-------- TESTO PROPOSTO
Dopo questa prima scorpacciata si passa al secondo cd e troviamo subito un’altra suite di oltre sedici minuti, Home sweet home. La band sembra voler proseguire con quello spirito di ricerca che tende ad accorpare le esperienze del glorioso passato del rock sinfonico ad un sound caro al Sylvian solista. Questo avviene soprattutto nella prima parte cantata e struggente, in cui il protagonista continua il suo percorso carico di dolore (“This world is a film / My eyes watch / But my heart is sick / I can’t play the game / Too much pain everyday” – “Questo mondo è un film / I miei occhi guardano / Ma il mio cuore è malato / Non posso giocare / Troppo dolore ogni giorno”), dopo di che il gruppo si lascia andare in una sezione strumentale che riprende splendidamente certe coordinate new-prog con ottimi intarsi culminanti in un favoloso assolo di Roversi alle tastiere ancora capace di emulare alla grande il miglior Banks. Ancora Genesis nelle parti successive, tra arpeggi di chitarra, echi lontani di mellotron e l’intensità delle parti vocali e nuovi intrecci strumentali carichi di pathos. Segue un altro dei picchi dell’album, la meravigliosa Castles of sand. Si tratta di un brano carico di un romanticismo sognante, che ben si sposa ad un testo in cui riecheggiano ricordi di un passato non lontano insieme alla persona amata. L’inizio è per piano e voce, cui fa seguito una lunga parte strumentale in cui diventa protagonista assoluto David Cremoni che fa viaggiare la sua chitarra in un assolo di incredibile bellezza, con il quale sembra “attualizzare” il prog dei Camel di Andy Latimer. Il finale del pezzo recupera certo ambient, con suoni ipnotici, con la chitarra che interviene a intervalli regolari con poche note ed una conclusione che fa venire in mente la genesisiana Silent sorrow in empty boats. Altro giro altra suite con Stars and tears, diciassette minuti a cavallo tra Marillion e Genesis, pieni di cambi di tempo, echi di mellotron e ottime intuizioni solistiche. E si arriva al gran finale, affidato a Moonsong – The conclusion, che in quasi dieci minuti strumentali riprende e approfondisce il sound dell’ultima traccia del primo cd, tra ritmi elettronici compassati e nuove affascinanti soluzioni trovate da Roversi e Cremoni.
----------------
-------- I DATI
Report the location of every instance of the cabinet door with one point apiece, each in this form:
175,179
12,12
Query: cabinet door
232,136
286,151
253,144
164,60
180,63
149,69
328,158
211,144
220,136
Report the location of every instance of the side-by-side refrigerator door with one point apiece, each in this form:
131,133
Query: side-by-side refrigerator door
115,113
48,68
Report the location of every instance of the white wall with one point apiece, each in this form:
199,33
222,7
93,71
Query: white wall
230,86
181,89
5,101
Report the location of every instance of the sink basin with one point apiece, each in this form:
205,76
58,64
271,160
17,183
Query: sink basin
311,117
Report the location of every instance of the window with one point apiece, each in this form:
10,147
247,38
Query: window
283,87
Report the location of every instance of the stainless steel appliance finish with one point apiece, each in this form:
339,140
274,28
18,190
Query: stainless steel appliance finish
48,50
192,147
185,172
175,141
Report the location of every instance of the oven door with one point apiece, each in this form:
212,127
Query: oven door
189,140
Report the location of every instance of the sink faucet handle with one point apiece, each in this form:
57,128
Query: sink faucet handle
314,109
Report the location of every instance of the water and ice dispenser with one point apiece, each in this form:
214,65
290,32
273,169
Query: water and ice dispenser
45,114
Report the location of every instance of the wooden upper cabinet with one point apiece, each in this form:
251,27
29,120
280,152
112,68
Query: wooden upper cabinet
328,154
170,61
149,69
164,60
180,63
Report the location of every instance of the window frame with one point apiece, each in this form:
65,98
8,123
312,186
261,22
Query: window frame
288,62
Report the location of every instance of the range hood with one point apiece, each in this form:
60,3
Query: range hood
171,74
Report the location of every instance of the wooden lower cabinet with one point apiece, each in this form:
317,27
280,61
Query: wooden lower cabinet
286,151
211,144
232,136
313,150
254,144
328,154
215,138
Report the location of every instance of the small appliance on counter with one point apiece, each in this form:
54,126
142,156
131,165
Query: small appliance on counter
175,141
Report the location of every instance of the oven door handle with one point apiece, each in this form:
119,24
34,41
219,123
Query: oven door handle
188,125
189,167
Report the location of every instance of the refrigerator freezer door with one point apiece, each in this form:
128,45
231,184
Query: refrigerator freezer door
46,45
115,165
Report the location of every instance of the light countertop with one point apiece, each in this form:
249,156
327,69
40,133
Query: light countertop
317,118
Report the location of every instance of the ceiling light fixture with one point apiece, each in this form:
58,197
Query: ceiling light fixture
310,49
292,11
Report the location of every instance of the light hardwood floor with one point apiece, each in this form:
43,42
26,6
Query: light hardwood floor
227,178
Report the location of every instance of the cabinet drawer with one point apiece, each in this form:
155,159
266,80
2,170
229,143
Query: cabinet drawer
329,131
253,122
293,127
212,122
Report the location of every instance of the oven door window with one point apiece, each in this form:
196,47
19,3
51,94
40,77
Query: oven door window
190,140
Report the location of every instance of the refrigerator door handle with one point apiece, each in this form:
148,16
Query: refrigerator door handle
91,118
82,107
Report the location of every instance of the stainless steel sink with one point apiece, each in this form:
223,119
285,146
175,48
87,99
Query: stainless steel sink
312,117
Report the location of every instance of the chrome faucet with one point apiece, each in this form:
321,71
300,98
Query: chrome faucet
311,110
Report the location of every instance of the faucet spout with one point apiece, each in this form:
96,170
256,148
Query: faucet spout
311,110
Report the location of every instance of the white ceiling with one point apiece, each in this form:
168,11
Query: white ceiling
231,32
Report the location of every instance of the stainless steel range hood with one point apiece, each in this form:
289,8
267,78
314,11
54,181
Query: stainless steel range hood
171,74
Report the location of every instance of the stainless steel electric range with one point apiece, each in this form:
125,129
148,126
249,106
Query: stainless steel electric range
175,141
----------------
COMPITI DA SVOLGERE |
• A. Indica se ciascuna affermazione concorda con la recensione del secondo cd, rispondendo sì o no e citando le parole decisive: (i) Home sweet home dura più di sedici minuti; (ii) Castles of sand si apre con chitarra e voce; (iii) Moonsong – The conclusion è un brano cantato.
• B. Secondo la recensione del secondo cd, chi suona l'assolo di tastiere che chiude la sezione strumentale di Home sweet home?
• C. Spiega, in base alla recensione del secondo cd, perché il romanticismo sognante di Castles of sand si adatta bene al brano.
Per rispondere usa soltanto la recensione, senza considerare le righe.

RISPOSTE IN ORDINE |
• A.
(i) Sì: «un’altra suite di oltre sedici minuti, Home sweet home».
(ii) No: «L’inizio è per piano e voce».
(iii) No: «in quasi dieci minuti strumentali».

• B. Roversi.

• C. Il romanticismo sognante si sposa bene con il testo, in cui riecheggiano ricordi di un passato non lontano vissuto insieme alla persona amata.